WHAT THIS TASK INVOLVES:
Extract every line of the items below without altering a single character.

******

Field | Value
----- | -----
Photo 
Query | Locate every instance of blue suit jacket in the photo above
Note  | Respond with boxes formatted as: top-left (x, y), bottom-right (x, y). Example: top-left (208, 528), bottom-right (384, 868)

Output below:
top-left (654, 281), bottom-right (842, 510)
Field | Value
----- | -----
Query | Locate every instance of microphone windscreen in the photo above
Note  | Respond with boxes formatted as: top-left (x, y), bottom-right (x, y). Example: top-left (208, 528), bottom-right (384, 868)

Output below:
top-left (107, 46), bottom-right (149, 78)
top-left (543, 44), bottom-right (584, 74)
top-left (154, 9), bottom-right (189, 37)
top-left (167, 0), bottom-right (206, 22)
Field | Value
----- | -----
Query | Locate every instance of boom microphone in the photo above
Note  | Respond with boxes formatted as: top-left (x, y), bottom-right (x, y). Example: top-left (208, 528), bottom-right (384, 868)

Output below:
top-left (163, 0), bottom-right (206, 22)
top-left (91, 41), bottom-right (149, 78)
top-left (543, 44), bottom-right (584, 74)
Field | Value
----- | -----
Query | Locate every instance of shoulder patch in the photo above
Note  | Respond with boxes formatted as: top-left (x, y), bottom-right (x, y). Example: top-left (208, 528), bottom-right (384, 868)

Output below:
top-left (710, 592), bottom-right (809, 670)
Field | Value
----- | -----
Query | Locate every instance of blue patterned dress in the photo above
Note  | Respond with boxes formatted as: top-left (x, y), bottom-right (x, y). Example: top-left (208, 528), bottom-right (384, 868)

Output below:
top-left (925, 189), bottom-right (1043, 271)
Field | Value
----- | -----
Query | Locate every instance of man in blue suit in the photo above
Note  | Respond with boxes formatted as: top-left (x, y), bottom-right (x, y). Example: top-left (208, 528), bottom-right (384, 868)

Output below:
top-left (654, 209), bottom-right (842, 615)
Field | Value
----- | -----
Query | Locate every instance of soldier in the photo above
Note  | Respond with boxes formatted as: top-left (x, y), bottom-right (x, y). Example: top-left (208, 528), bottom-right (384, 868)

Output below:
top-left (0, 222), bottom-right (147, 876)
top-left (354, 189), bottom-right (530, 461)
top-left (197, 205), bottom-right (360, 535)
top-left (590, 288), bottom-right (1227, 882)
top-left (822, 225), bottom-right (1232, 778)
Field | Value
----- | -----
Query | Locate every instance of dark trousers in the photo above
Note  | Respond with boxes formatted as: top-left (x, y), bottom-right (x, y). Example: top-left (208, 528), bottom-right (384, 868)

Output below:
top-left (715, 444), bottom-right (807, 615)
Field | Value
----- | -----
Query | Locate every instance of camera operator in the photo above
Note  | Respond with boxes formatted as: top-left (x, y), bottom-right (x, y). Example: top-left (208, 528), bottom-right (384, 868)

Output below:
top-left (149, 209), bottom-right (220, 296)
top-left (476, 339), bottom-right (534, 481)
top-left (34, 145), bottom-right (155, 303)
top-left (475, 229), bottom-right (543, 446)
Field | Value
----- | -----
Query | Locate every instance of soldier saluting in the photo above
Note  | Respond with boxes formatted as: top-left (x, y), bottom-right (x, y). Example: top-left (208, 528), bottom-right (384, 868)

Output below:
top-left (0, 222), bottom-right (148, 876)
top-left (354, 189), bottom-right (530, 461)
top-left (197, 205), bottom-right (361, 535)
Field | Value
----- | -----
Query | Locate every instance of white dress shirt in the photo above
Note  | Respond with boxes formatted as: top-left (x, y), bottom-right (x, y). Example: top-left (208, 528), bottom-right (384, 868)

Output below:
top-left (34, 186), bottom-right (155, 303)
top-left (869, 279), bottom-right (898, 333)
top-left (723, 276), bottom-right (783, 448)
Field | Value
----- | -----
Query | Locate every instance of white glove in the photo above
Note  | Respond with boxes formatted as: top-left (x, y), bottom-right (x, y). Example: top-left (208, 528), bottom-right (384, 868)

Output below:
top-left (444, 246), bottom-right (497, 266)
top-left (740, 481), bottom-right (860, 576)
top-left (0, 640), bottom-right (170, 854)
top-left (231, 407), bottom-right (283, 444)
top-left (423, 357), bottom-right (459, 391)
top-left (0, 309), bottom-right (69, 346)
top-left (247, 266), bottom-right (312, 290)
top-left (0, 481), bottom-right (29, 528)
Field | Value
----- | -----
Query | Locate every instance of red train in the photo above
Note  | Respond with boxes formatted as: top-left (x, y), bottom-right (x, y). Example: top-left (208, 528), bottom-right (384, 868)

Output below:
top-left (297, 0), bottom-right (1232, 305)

******

THE RESULT:
Field | Value
----- | -----
Photo 
Query | Locate every instance of blue suit jacket in the photo above
Note  | Respond with boxes formatted as: top-left (x, y), bottom-right (x, y). Example: top-left (208, 528), bottom-right (384, 868)

Output below:
top-left (654, 281), bottom-right (842, 510)
Field | Value
----- | -----
Query | Locate every instance of microphone windscreen in the photo above
Note  | Respond with boxes formatted as: top-left (x, y), bottom-right (x, y). Example: top-left (208, 528), bottom-right (384, 868)

Output below:
top-left (107, 46), bottom-right (149, 78)
top-left (543, 44), bottom-right (584, 74)
top-left (154, 9), bottom-right (189, 37)
top-left (167, 0), bottom-right (206, 22)
Field | Value
----- | -----
Query | Locate every instance of boom microphone in the photo above
Note  | Respond with boxes formatted as: top-left (x, y), bottom-right (x, y). Example: top-left (208, 528), bottom-right (384, 868)

Output below:
top-left (163, 0), bottom-right (206, 22)
top-left (91, 41), bottom-right (149, 78)
top-left (543, 44), bottom-right (584, 74)
Field | Value
----- | -----
Query | Locate every instance of shoulder patch in the photo above
Note  | Respond with boxes formatted as: top-left (x, y), bottom-right (x, y). Example: top-left (208, 528), bottom-right (384, 868)

Output below:
top-left (710, 592), bottom-right (809, 670)
Field | Value
----- | -----
Query | Locate every instance of blue patterned dress in the photo above
Note  | Respond with boxes formatted as: top-left (x, y), bottom-right (x, y). Example: top-left (208, 528), bottom-right (384, 868)

Output below:
top-left (925, 189), bottom-right (1043, 271)
Field | Value
----- | -----
Query | Locate every instance of man in blue suit in the photo above
Note  | Respond with boxes formatted as: top-left (x, y), bottom-right (x, y). Example: top-left (208, 528), bottom-right (384, 868)

Output below:
top-left (654, 209), bottom-right (842, 615)
Field | Value
----- | -----
Query | Locate every instance of soldier in the photo above
Note  | Respond with boxes formatted as: top-left (x, y), bottom-right (x, y). Example: top-left (208, 528), bottom-right (384, 868)

Output below:
top-left (0, 222), bottom-right (147, 876)
top-left (354, 189), bottom-right (530, 461)
top-left (197, 205), bottom-right (360, 535)
top-left (590, 288), bottom-right (1227, 882)
top-left (822, 225), bottom-right (1232, 778)
Field | Value
----- | -----
Query | Locate every instance of dark trousers in the photo above
Note  | Respond with boxes formatted as: top-left (x, y), bottom-right (x, y). Example: top-left (208, 528), bottom-right (384, 868)

Output below:
top-left (715, 444), bottom-right (807, 615)
Field | Value
----- | -----
Query | Locate every instance of camera operator in the photo above
Note  | Respond with boxes formatted as: top-left (x, y), bottom-right (x, y). Example: top-left (208, 528), bottom-right (384, 868)

Output below:
top-left (149, 209), bottom-right (220, 296)
top-left (476, 339), bottom-right (534, 481)
top-left (34, 145), bottom-right (155, 303)
top-left (475, 229), bottom-right (543, 446)
Field | Value
----- | -----
Query | Locate every instance of soldier saluting in the photo above
Note  | Respond with boxes formatted as: top-left (x, y), bottom-right (x, y). Example: top-left (208, 528), bottom-right (384, 868)

Output below:
top-left (0, 222), bottom-right (148, 876)
top-left (354, 189), bottom-right (530, 461)
top-left (197, 205), bottom-right (361, 535)
Field | Value
----- | -----
Query | Locate every instance of white dress shirt in the photo above
Note  | Respond with boxes formatted as: top-left (x, y), bottom-right (x, y). Example: top-left (208, 528), bottom-right (384, 868)

Output below:
top-left (34, 186), bottom-right (155, 303)
top-left (869, 279), bottom-right (898, 333)
top-left (723, 276), bottom-right (783, 448)
Field | Value
----- | -----
Query | Locate every instance of white glove in the photo above
Note  | Respond with boxes formatted as: top-left (x, y), bottom-right (x, y). Example: top-left (208, 528), bottom-right (384, 868)

Output below:
top-left (444, 246), bottom-right (497, 266)
top-left (740, 481), bottom-right (860, 576)
top-left (0, 640), bottom-right (170, 854)
top-left (231, 407), bottom-right (283, 444)
top-left (423, 357), bottom-right (459, 391)
top-left (0, 309), bottom-right (69, 346)
top-left (247, 266), bottom-right (312, 290)
top-left (0, 481), bottom-right (29, 528)
Field | Value
----- | -----
Query | Locate every instance of red train in the photo above
Note  | Respond with boxes formatted as: top-left (x, y), bottom-right (x, y). Example: top-left (208, 528), bottom-right (384, 868)

Output below:
top-left (297, 0), bottom-right (1232, 305)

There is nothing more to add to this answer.